- Items from a data source:
** BEGIN **
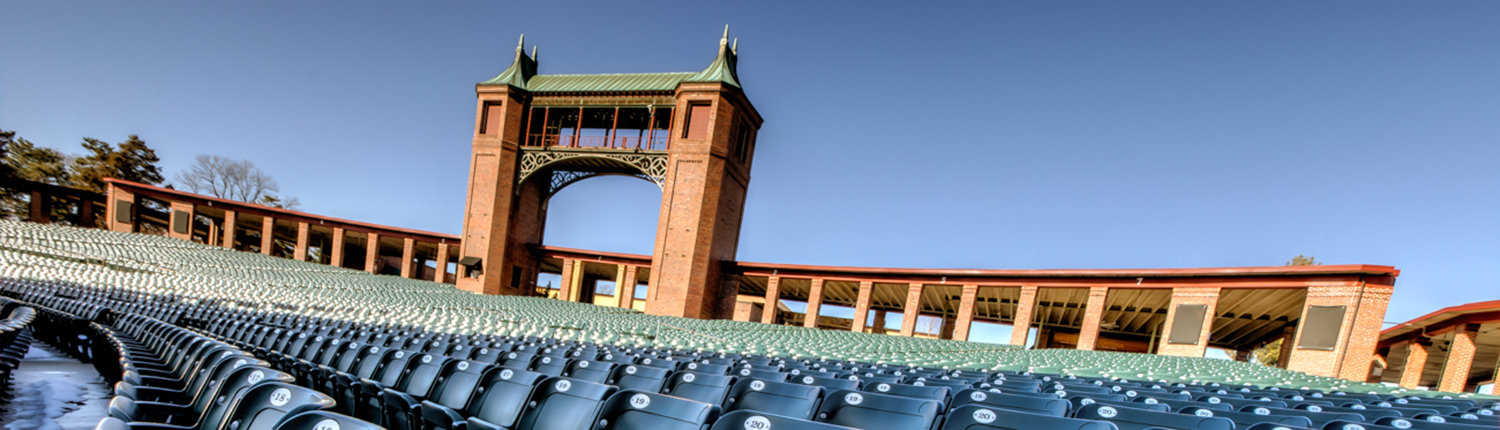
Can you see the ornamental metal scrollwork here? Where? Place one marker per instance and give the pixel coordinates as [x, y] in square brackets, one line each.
[650, 167]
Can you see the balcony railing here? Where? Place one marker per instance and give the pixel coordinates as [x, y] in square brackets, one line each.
[656, 143]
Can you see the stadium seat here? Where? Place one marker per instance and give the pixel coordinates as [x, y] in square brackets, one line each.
[633, 409]
[774, 397]
[323, 420]
[1128, 418]
[980, 417]
[878, 411]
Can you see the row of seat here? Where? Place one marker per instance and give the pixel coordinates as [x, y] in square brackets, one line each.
[317, 325]
[15, 340]
[167, 376]
[392, 369]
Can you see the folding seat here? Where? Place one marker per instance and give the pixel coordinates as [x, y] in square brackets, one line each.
[762, 375]
[633, 409]
[347, 384]
[1128, 418]
[830, 384]
[755, 420]
[980, 417]
[705, 367]
[701, 387]
[774, 397]
[617, 358]
[797, 373]
[1041, 403]
[486, 355]
[588, 370]
[558, 403]
[497, 403]
[1184, 403]
[1319, 418]
[915, 391]
[267, 403]
[207, 411]
[1461, 418]
[1083, 399]
[399, 402]
[518, 360]
[1250, 418]
[878, 411]
[548, 364]
[654, 361]
[323, 420]
[642, 378]
[1371, 414]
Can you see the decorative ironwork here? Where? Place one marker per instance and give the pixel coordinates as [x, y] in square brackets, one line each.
[650, 167]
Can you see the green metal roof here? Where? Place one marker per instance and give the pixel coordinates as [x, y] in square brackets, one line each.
[606, 83]
[522, 74]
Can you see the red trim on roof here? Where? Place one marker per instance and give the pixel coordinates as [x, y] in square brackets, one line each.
[290, 213]
[1440, 315]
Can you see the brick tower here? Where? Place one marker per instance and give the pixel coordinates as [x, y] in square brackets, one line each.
[692, 134]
** END **
- Goal of the exercise: Rewrite all of the items above with every "seat" changed to "chair" and everything else kept the same, leaving out the pictures.

- Solution to this task:
Can you see the ornamental metal scrollwork here? Where? Place one marker per instance and give the pixel coordinates as [x, y] in square brackets, one line each.
[650, 167]
Can you see the balcony railing here? Where? Place one marker per instance and give the pixel coordinates as [x, y] in square brackets, one line each.
[656, 143]
Can you see the stadium chair here? Where? Place one marker per instance and give the pixel coordinates as [x, y] in square brackets, one line each.
[633, 409]
[774, 397]
[323, 420]
[1128, 418]
[980, 417]
[878, 411]
Can you see the row of chair here? Where? Place one marker per instance and give the pixel coordinates as [x, y] in square brackets, one line each.
[317, 325]
[15, 340]
[167, 376]
[392, 369]
Can you see the folding chair here? Where? Place one marker per instance and give the pixel coordinates as [x, y] in square brackets, one line each.
[762, 375]
[633, 409]
[347, 384]
[1128, 418]
[830, 384]
[755, 420]
[980, 417]
[705, 367]
[701, 387]
[774, 397]
[617, 358]
[797, 373]
[1041, 403]
[486, 355]
[588, 370]
[558, 403]
[497, 403]
[1184, 403]
[1319, 418]
[915, 391]
[267, 403]
[207, 411]
[1461, 418]
[1083, 399]
[399, 402]
[518, 360]
[1250, 418]
[878, 411]
[548, 364]
[654, 361]
[323, 420]
[642, 378]
[1371, 414]
Can you see the decorative ironwork here? Where? Place one marker per instance and give the pixel coordinates as [x, y] in square brackets, one line each.
[650, 167]
Can you see the green metal roof here? Where? Place one marker per instance and give the pixel coordinates as [x, y] in square brackets, one line each.
[606, 83]
[522, 74]
Can you see the red trim on roof here? Where? Place one marker per instance and give the pixel coordinates as [x, y] in square brackets, one line each.
[290, 213]
[1440, 315]
Can you see the brick tower here? Where? Place one marker per instance and give the pixel coordinates as [x, y] in square brackets, one line each.
[692, 134]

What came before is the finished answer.